### Data shown:
-*-*-

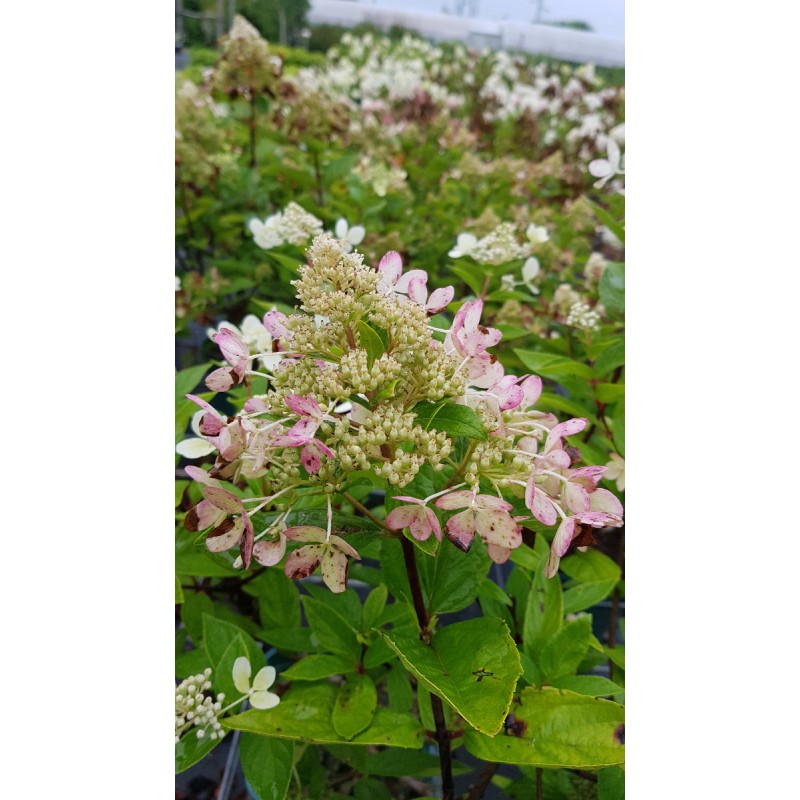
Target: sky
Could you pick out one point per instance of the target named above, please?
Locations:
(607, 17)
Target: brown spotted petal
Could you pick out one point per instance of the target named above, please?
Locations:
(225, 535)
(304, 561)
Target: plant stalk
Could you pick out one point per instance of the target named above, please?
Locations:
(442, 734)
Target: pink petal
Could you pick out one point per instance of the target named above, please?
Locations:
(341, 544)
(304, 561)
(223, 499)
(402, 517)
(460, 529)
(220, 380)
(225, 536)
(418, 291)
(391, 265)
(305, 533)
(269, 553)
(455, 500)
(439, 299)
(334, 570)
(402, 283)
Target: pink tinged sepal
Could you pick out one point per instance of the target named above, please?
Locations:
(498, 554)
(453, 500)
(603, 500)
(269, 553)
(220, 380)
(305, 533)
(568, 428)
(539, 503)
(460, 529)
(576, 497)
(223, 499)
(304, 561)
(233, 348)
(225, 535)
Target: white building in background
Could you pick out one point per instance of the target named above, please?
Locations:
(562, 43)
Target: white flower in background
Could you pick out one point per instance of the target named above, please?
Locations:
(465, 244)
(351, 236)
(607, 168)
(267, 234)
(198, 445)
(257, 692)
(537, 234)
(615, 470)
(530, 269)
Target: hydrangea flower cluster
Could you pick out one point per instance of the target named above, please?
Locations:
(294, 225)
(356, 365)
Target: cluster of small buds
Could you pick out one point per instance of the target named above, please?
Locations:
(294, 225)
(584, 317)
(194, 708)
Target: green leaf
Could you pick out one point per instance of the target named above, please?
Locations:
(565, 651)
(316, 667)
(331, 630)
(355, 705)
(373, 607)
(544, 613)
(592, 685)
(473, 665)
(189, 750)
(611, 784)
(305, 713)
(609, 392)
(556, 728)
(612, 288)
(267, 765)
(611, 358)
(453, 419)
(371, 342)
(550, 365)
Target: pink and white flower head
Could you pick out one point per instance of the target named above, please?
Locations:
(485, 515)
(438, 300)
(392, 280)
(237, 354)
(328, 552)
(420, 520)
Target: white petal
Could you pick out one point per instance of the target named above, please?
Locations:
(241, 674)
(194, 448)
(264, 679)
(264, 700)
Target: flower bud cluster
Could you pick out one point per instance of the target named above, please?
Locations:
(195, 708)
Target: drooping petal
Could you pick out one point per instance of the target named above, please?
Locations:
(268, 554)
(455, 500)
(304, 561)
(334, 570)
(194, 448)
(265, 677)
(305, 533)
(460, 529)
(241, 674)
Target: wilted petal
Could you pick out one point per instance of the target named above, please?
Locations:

-*-*-

### Brief:
Put every line of the data above into a Markdown table with two columns, Row and Data line, numbering the rows and skipping blank lines. Leave the pictures out of the answer.

### Result of the exercise:
| Row | Data line |
|---|---|
| 1 | Target: sky |
| 2 | Could you pick out one point per instance of the target named above, please? |
| 3 | Locations: |
| 4 | (607, 17) |
| 5 | Target: brown spotted petal |
| 6 | Could you pick out one point per instance of the target named above, please? |
| 7 | Locations: |
| 8 | (225, 535) |
| 9 | (304, 561) |
| 10 | Target: plant stalk |
| 11 | Could you pick out one point per instance of the target named above, please? |
| 12 | Locations: |
| 13 | (442, 734) |
| 14 | Target: pink petal |
| 15 | Could you pick out one point per instance of the target named above, please? |
| 16 | Locations: |
| 17 | (341, 544) |
| 18 | (304, 561) |
| 19 | (223, 499) |
| 20 | (402, 517) |
| 21 | (460, 529) |
| 22 | (220, 380) |
| 23 | (225, 536) |
| 24 | (418, 291) |
| 25 | (391, 265) |
| 26 | (305, 533) |
| 27 | (269, 553) |
| 28 | (455, 500) |
| 29 | (439, 299) |
| 30 | (334, 570) |
| 31 | (402, 283) |
| 32 | Target: pink tinged sepal |
| 33 | Could you pick out one point per instance of the target named above, please? |
| 34 | Locations: |
| 35 | (498, 554) |
| 36 | (453, 500) |
| 37 | (603, 500) |
| 38 | (269, 553) |
| 39 | (220, 380) |
| 40 | (305, 533) |
| 41 | (568, 428) |
| 42 | (539, 503) |
| 43 | (460, 529) |
| 44 | (576, 497) |
| 45 | (223, 499) |
| 46 | (304, 561) |
| 47 | (233, 348) |
| 48 | (225, 535) |
| 49 | Target: white building in background |
| 50 | Could you pick out one point per instance of the target named above, please? |
| 51 | Locations: |
| 52 | (562, 43) |
| 53 | Target: white flower in background |
| 54 | Could you pick out one point per instance of the target named above, please? |
| 55 | Locations: |
| 56 | (465, 244) |
| 57 | (351, 236) |
| 58 | (607, 168) |
| 59 | (267, 234) |
| 60 | (198, 445) |
| 61 | (257, 692) |
| 62 | (537, 234) |
| 63 | (615, 470) |
| 64 | (530, 269) |
| 65 | Target: hydrangea flower cluster |
| 66 | Could you pick out one point per instance of the target named above, please? |
| 67 | Locations: |
| 68 | (294, 225) |
| 69 | (356, 365) |
| 70 | Target: cluster of small buds |
| 71 | Could you pick out one point per instance of the target named above, please? |
| 72 | Locations: |
| 73 | (294, 225) |
| 74 | (584, 317) |
| 75 | (194, 708) |
| 76 | Target: green leaf |
| 77 | Could you pick out one point per instance of the target named above, please? |
| 78 | Locations: |
| 79 | (565, 651) |
| 80 | (316, 667) |
| 81 | (331, 630) |
| 82 | (355, 705) |
| 83 | (373, 607) |
| 84 | (544, 613) |
| 85 | (592, 685) |
| 86 | (473, 665) |
| 87 | (189, 750) |
| 88 | (611, 784) |
| 89 | (305, 713) |
| 90 | (609, 392) |
| 91 | (556, 728) |
| 92 | (612, 288) |
| 93 | (267, 765) |
| 94 | (611, 358) |
| 95 | (453, 419) |
| 96 | (371, 342) |
| 97 | (550, 365) |
| 98 | Target: pink and white flower head |
| 99 | Could you pick out one point per instance of the target named above, please? |
| 100 | Locations: |
| 101 | (485, 515) |
| 102 | (438, 300) |
| 103 | (392, 280) |
| 104 | (237, 354) |
| 105 | (328, 552) |
| 106 | (420, 520) |
| 107 | Target: white petal |
| 108 | Could you pick out one point per instance of the target named above, please? |
| 109 | Locations: |
| 110 | (241, 674) |
| 111 | (194, 448) |
| 112 | (264, 679) |
| 113 | (264, 700) |
| 114 | Target: flower bud cluster |
| 115 | Could you pick out one point per instance of the target named above, please? |
| 116 | Locations: |
| 117 | (195, 708) |
| 118 | Target: drooping petal |
| 119 | Could you pick out one point per instance of the target named above, please? |
| 120 | Locations: |
| 121 | (268, 554) |
| 122 | (455, 500) |
| 123 | (304, 561) |
| 124 | (334, 570) |
| 125 | (194, 448) |
| 126 | (265, 677) |
| 127 | (305, 533) |
| 128 | (460, 529) |
| 129 | (241, 674) |
| 130 | Target: wilted petal |
| 131 | Could you pick out one point per instance of the target named above, please? |
| 132 | Locations: |